_やること_.
• A. 記事の「最近信じられない事が起こって」から「ぐらいしか私は思いつかない。」までを、一字も変えずに書き出してください。
• B. 記事にある「当時は役所が構造計算など検査していたようで、心配は要らないとマンションロビーに張り紙があった。」という一文を英語に訳してください。

_記事_.

信じられない世の中だから・・・

 最近信じられない事が起こっている。一生の棲家として大枚はたいて買ったマンションが何と意図的な手抜き設計の強度不足で震度5ぐらいの地震や、さらにマンション自体の重量で自然に倒壊するかも知れないというのである。私もマンションに住んでいるが、下の階は柱が大きく上の階にしたがって柱は小さくなっており、素人目にもその理由は理解できた。ちょうど阪神淡路大震災直後の入居だったのでそれに関する我々住民の関心は強く、特に耐震性について詳しく建設会社が説明していたのを覚えている。当時は役所が構造計算など検査していたようで、心配は要らないとマンションロビーに張り紙があった。何を信じたら良いのだろう・・・専門的な事は買い手にはわからないから、購入にあたって取り扱い業者の評判や社会的信用を目安にするしかないが、それが根底から覆されるような事件である事がこの問題の根深さを表している。自衛手段としては業界の知人などから、その会社の評判なりを事前に聞くぐらいしか私は思いつかない。

_保存された記録_.

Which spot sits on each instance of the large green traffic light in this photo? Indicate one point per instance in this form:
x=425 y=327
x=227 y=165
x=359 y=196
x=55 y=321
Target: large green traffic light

_解答は以下_.
• A.
最近信じられない事が起こっている。一生の棲家として大枚はたいて買ったマンションが何と意図的な手抜き設計の強度不足で震度5ぐらいの地震や、さらにマンション自体の重量で自然に倒壊するかも知れないというのである。私もマンションに住んでいるが、下の階は柱が大きく上の階にしたがって柱は小さくなっており、素人目にもその理由は理解できた。ちょうど阪神淡路大震災直後の入居だったのでそれに関する我々住民の関心は強く、特に耐震性について詳しく建設会社が説明していたのを覚えている。当時は役所が構造計算など検査していたようで、心配は要らないとマンションロビーに張り紙があった。何を信じたら良いのだろう・・・専門的な事は買い手にはわからないから、購入にあたって取り扱い業者の評判や社会的信用を目安にするしかないが、それが根底から覆されるような事件である事がこの問題の根深さを表している。自衛手段としては業界の知人などから、その会社の評判なりを事前に聞くぐらいしか私は思いつかない。

• B. At the time, it seems the government office was inspecting things such as the structural calculations, and a notice was posted in the condominium lobby saying there was no need to worry.